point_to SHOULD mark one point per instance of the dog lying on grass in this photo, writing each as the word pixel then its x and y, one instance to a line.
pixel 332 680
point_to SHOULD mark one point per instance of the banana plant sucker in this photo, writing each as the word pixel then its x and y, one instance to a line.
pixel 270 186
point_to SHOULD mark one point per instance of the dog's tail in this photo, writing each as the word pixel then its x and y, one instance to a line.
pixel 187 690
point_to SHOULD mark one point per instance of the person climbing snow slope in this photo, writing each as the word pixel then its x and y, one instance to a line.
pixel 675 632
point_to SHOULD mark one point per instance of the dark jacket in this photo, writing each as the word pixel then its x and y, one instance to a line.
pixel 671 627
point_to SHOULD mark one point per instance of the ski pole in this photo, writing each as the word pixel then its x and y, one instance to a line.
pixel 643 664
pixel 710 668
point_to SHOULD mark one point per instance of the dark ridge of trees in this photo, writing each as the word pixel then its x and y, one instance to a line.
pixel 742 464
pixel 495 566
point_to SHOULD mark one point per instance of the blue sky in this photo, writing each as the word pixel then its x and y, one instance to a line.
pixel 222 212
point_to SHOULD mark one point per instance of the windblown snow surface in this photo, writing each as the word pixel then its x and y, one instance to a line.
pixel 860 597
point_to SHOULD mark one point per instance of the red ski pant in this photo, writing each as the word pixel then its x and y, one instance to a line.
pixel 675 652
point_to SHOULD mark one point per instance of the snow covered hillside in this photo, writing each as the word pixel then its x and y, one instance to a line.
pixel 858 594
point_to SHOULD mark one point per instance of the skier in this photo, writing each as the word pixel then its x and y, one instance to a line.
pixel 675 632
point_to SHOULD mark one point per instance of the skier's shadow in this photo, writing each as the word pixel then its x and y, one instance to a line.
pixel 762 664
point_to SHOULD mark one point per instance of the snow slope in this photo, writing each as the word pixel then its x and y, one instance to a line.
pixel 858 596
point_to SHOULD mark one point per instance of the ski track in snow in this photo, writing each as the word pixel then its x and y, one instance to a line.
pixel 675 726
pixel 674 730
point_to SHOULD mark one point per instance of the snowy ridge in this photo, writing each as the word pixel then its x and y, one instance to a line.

Requirement :: Can you recast every line of the records above as a Markdown table, leaving out blank lines, with a "Row" column numbering the lines and a "Text" column holding each one?

Answer in full ::
| Row | Text |
|---|---|
| 1 | point_to SHOULD mark one point per instance of the dog lying on grass in this photo, writing each as the word pixel then its x and y, one instance to a line. |
| 2 | pixel 332 680 |
| 3 | point_to SHOULD mark one point per instance of the banana plant sucker in this photo, writing each as the word pixel then its x and y, one instance to a line. |
| 4 | pixel 270 186 |
| 5 | point_to SHOULD mark one point per instance of the dog's tail in this photo, writing each as the word pixel then its x and y, one instance to a line. |
| 6 | pixel 187 690 |
| 7 | point_to SHOULD mark one point per instance of the person climbing snow slope in this photo, writing each as the word pixel then its x and y, one instance to a line. |
| 8 | pixel 675 632 |
| 9 | point_to SHOULD mark one point per instance of the dark jacket in this photo, writing each as the word pixel then its x and y, one instance to a line. |
| 10 | pixel 671 627 |
| 11 | point_to SHOULD mark one point per instance of the ski pole in this photo, writing each as the word pixel then its x and y, one instance to a line. |
| 12 | pixel 643 664 |
| 13 | pixel 710 668 |
| 14 | point_to SHOULD mark one point per instance of the dark ridge of trees in this photo, writing each as the word pixel then its x and y, one instance to a line. |
| 15 | pixel 742 464 |
| 16 | pixel 495 566 |
| 17 | point_to SHOULD mark one point per instance of the blue sky in this photo, writing each as the word pixel then its x and y, one instance to a line. |
| 18 | pixel 222 212 |
| 19 | point_to SHOULD mark one point per instance of the windblown snow surface in this photo, writing each as the word pixel then its x and y, one instance to a line. |
| 20 | pixel 860 597 |
| 21 | point_to SHOULD mark one point per instance of the red ski pant in this photo, writing each as the word pixel then its x and y, one instance to a line. |
| 22 | pixel 675 652 |
| 23 | point_to SHOULD mark one point per instance of the snow covered hillside in this photo, writing each as the word pixel then its x and y, one instance to a line. |
| 24 | pixel 858 594 |
| 25 | point_to SHOULD mark one point per instance of the skier in this photo, writing each as the word pixel then its x and y, one instance to a line. |
| 26 | pixel 675 632 |
| 27 | point_to SHOULD mark one point per instance of the skier's shadow in this photo, writing each as the word pixel then its x and y, one instance to a line. |
| 28 | pixel 762 664 |
| 29 | point_to SHOULD mark one point per instance of the snow slope in this photo, writing each as the word pixel then its x and y, one instance to a line. |
| 30 | pixel 858 596 |
| 31 | point_to SHOULD mark one point per instance of the ski track in snow in this photo, writing each as the word pixel then its x and y, one instance to a line. |
| 32 | pixel 675 726 |
| 33 | pixel 674 730 |
| 34 | point_to SHOULD mark one point per instance of the snowy ridge in this photo, writing each as the word pixel then its x and y, one instance to a line. |